Texto dado:

══════════════════════════════

8 de marzo de 1971: El combate más grande que vieron los siglos

Por Gustavo Vidal

Cuatro de la madrugada. El frío de Filadelfia muerde hasta la médula de los huesos. Ha llovido. Los charcos reflejan la luz lechosa de una larga fila de farolas displicentes.

 Frente a uno de aquellos focos, Joe Frazier y su equipo se detienen. Solo se escuchan resuellos y el lamento lejano de un camión de basura al final de Benjamin Franklin Parkway[1]

 Un sparring tose y el posterior salivazo  semeja al timbal impreciso de una orquesta desafinada. La sombra de Joe y su equipo se proyecta en el muro de enfrente donde ha florecido el musgo de los grafitis… ¿Cómo quedaría aquí la sombra del big mouth?[2]… apenas le llego al hombro, nadie le ha derrotado en su carrera profesional, sus brazos son mucho más largos que los míos, su jab es cortante como una navaja de barbero y su derecha dicen que pesa, ¡vaya sí pesa…qué se lo digan a Liston, Cooper, Milderberger, Cleveland Williams…!

 Bueno, por lo menos Alí desconoce mi ceguera en el ojo…, además, ignora mis problemas diabéticos y renales. Sí, voy a enfrentarme a un campeón imbatido, hambriento de victoria, más alto, con más envergadura y sin problemas de salud, y bien… ¿any problem, man?[3]

Si en algo estaban de acuerdo los críticos deportivos era en la naturaleza de Joe Frazier…, un tanque T34, aceitado y operativo, una máquina de guerra en avance implacable hasta las líneas enemigas. Su gancho de izquierda era eso, ciertamente, un tanque arrollando la infantería del enemigo. Masacrando, dañando, golpeando, castigando y todos los malditos gerundios de dolor que se nos ocurran para arrastrar a los rivales hasta el precipicio de la muerte…” Pelear con Joe es lo más cercano a la muerte que he podido estar”, confesaría Muhammad Ali años más tarde.

 Pero ambos no se enfrentarían por primera vez hasta un cada vez más lejano ocho de marzo de 1.971, abriendo a latigazos una de las trilogías más estremecedoras de la historia del boxeo. Invicto como Alí, tras 26 peleas ganadas, 23 antes del límite.  ¿Cómo pudiste hacer todos esos combates ciego de un ojo, Joe?... Bueno, eran peleas que duraban poco—replicaba con ironía Frazier.

 Frazier nunca era tan feliz como cuando su corazón y el del rival trazaban una línea imaginaria. Dejad que lluevan las balas, que su corazón aguantará allí hasta el final; tarde o temprano, todos los demás caerán en la refriega, aventuraba Norman Mailer.

Y es que Frazier se ha criado en Beaufort, Carolina del Sur, en “las malas tierras”. Llanuras sin fin, pedregosas, de mucho sudor y exigua cosecha. Ha cargado sacos sobre su espalda antes de aprender a garrapatear cuatro letras en los escasos, casi anecdóticos, días de escuela.

 Ha recorrido las 700 millas de carretera entre Beaudort y Filadelfia.

══════════════════════════════

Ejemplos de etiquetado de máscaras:
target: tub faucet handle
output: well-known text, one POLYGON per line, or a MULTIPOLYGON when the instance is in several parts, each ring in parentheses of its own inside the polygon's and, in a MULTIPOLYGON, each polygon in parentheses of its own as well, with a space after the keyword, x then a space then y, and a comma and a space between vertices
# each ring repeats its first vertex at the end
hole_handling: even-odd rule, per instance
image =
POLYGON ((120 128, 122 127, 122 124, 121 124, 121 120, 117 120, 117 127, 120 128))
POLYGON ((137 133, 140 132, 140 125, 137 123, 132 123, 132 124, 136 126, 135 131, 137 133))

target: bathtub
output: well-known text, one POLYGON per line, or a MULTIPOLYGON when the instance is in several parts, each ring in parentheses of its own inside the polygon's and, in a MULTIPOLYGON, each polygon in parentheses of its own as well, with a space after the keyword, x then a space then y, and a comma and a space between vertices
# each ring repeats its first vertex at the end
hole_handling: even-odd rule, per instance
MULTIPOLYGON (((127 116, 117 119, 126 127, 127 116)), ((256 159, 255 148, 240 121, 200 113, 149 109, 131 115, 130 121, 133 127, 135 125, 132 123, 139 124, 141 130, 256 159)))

══════════════════════════════

Tareas a realizar:
**a.** Según el texto sobre el primer combate entre Frazier y Alí, ¿dónde se crió Joe Frazier?
**b.** Reproduce sin cambios todas las entradas de etiquetado de máscaras, de la primera a la última.

Soluciones desarrolladas:
**a.** En Beaufort, Carolina del Sur, en "las malas tierras".

**b.**
target: tub faucet handle
output: well-known text, one POLYGON per line, or a MULTIPOLYGON when the instance is in several parts, each ring in parentheses of its own inside the polygon's and, in a MULTIPOLYGON, each polygon in parentheses of its own as well, with a space after the keyword, x then a space then y, and a comma and a space between vertices
# each ring repeats its first vertex at the end
hole_handling: even-odd rule, per instance
image =
POLYGON ((120 128, 122 127, 122 124, 121 124, 121 120, 117 120, 117 127, 120 128))
POLYGON ((137 133, 140 132, 140 125, 137 123, 132 123, 132 124, 136 126, 135 131, 137 133))

target: bathtub
output: well-known text, one POLYGON per line, or a MULTIPOLYGON when the instance is in several parts, each ring in parentheses of its own inside the polygon's and, in a MULTIPOLYGON, each polygon in parentheses of its own as well, with a space after the keyword, x then a space then y, and a comma and a space between vertices
# each ring repeats its first vertex at the end
hole_handling: even-odd rule, per instance
MULTIPOLYGON (((127 116, 117 119, 126 127, 127 116)), ((256 159, 255 148, 240 121, 200 113, 149 109, 131 115, 130 121, 133 127, 135 125, 132 123, 139 124, 141 130, 256 159)))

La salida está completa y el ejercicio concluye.